WHAT THIS TASK INVOLVES
Count how many lines in the listing below contain the string "Query", and reply with that number only.

DATASET CONTENT
------------------------

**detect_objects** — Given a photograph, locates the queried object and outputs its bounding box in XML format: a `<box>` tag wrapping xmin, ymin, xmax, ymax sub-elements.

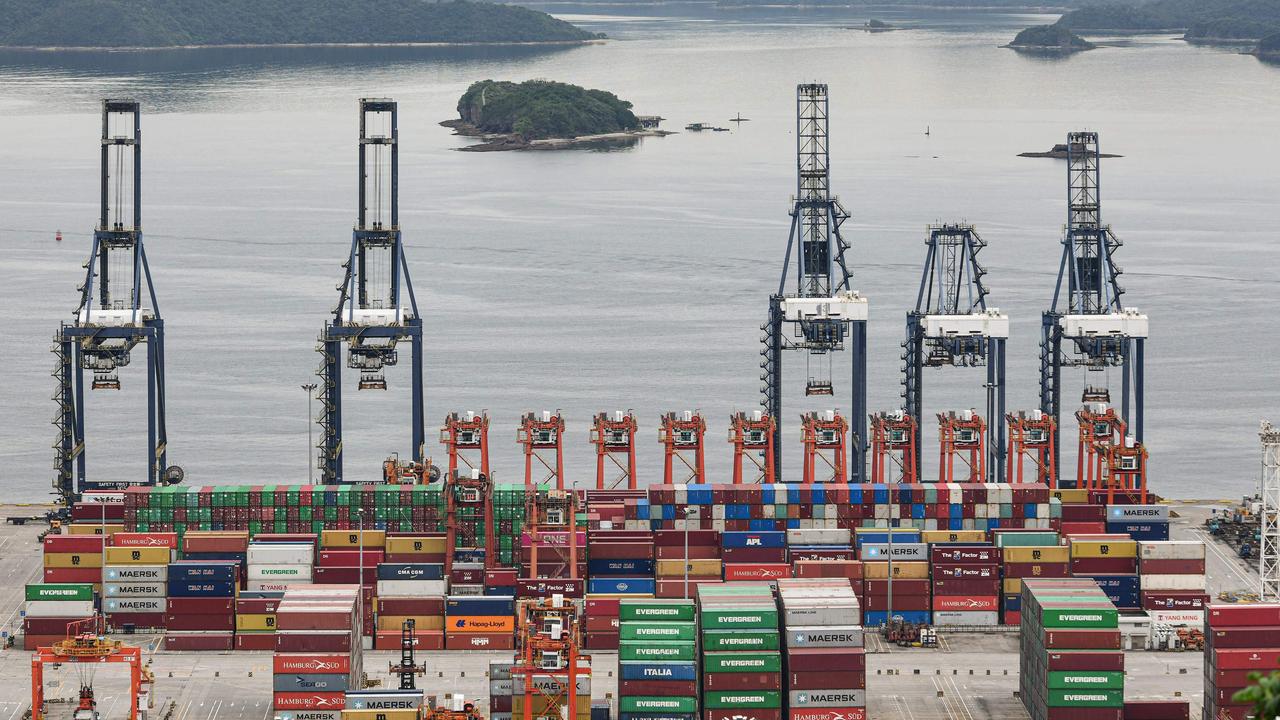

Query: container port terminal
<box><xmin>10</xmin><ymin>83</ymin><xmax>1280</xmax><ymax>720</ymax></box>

------------------------

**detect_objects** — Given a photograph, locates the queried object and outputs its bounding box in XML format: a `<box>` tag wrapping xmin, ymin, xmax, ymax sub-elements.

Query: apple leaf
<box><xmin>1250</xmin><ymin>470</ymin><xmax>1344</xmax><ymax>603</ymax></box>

------------------------

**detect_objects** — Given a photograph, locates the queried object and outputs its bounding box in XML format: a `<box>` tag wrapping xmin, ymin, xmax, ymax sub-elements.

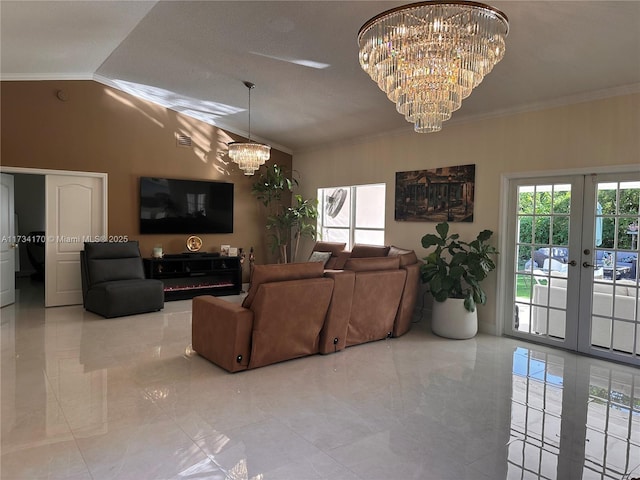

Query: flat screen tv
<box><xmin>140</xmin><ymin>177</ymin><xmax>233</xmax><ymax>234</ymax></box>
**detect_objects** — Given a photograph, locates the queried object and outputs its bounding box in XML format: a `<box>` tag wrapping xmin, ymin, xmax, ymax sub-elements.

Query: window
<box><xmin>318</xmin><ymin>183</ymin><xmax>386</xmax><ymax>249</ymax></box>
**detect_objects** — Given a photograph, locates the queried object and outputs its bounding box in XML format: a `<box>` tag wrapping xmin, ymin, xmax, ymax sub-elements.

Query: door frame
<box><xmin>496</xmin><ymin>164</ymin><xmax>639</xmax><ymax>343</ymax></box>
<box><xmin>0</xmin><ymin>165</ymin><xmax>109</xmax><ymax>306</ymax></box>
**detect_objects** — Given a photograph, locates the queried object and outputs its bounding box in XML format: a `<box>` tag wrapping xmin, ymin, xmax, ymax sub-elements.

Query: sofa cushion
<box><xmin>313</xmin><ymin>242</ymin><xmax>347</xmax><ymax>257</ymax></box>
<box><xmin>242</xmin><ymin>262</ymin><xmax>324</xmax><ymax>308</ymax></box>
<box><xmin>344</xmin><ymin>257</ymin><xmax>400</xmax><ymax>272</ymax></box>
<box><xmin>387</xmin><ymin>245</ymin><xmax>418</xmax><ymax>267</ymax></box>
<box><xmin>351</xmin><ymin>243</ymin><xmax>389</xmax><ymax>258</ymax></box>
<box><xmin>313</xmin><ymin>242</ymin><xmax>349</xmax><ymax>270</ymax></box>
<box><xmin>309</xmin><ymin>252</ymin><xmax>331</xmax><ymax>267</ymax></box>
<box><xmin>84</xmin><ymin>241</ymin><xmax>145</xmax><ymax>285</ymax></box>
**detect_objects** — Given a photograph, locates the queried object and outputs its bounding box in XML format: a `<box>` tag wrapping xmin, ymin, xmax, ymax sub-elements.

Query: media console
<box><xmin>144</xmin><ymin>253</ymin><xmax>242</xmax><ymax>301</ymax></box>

------------------------

CORRECT OUTPUT
7